##### EXCERPTED PASSAGE #####

We do take a lot of hazardous materials, but we take practically no explosives, and very little in the way of poisons, toxins, biohazards, or radioactive materials. Unfortunately the loading requirements for hazardous materials (including flammable solids, liquids, gases, and oxidizers) require that we load them in the back of the trailer close to the doors, so if any were present in any of the CACH trailers that burned, they would have gone up first.
Within a few minutes (a couple hours at the most), a list of all the packages that were destroyed could be compiled. Packages are scanned frequently in a hub for both internal and external tracking purposes, and the any hazardous materials are earmarked as such with their tracking information.
We find very little in the way of unmarked hazardous materials. There are very high federal fines and potential jailtime as deterents to people doing stupid stuff like that. Even we as UPS workers can be face some stiff fines and penalties if we deface or improperly handle a hazard. Any package is subject to being opened up (whether intentional or not) at just about anytime in the UPS system.

#####

**TASKS TO CARRY OUT:**
[a] Change the hazardous-materials passage by rewriting it from the words "We do take a" through the words "gone up first.", using "fireworks" in place of "explosives".
[b] According to the hazardous-materials passage, where must hazardous materials be loaded in a trailer?
[c] Pick up the hazardous-materials passage after its final sentence and carry it further.
The data that follow are separate material and have no connection to the hazardous-materials passage.

##### DATASET ENTRIES #####

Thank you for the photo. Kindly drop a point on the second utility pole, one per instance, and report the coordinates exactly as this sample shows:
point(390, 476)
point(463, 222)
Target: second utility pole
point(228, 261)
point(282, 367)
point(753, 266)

#####

**ANSWER SET:**
[a]
We do take a lot of hazardous materials, but we take practically no fireworks, and very little in the way of poisons, toxins, biohazards, or radioactive materials. Unfortunately the loading requirements for hazardous materials (including flammable solids, liquids, gases, and oxidizers) require that we load them in the back of the trailer close to the doors, so if any were present in any of the CACH trailers that burned, they would have gone up first.

[b] In the back of the trailer, close to the doors.

[c]
I'm really curious to know what the circumstances of this "flaming box" were. In my job at UPS, I'm the last one to handle a box before it goes down the slide into a trailer for shipment to another hub or package center, and I've had all sorts of packages break open and spill out, even hazards on occasion.
It just hit me, I believe that the CACH hub is much more automated than our hub here in Ohio is. I think my position is replaced by an automated conveyor system in Chicago, so the package could have travelled quite a distance in the CACH hub without human contact, whereas at my hub several people would have had contact with the package, and it likely could have been stopped before being sent into a truck. No person in their right mind (there are a few of us at UPS /ubbthreads/images/graemlins/grin.gif ) would put a box that is on fire into a semi trailer full of other boxes. In my case I'd stop the belt and start hollering "fire", and grab the nearest fire extinguisher. I guess a highly automated system like at CACH can have its drawbacks.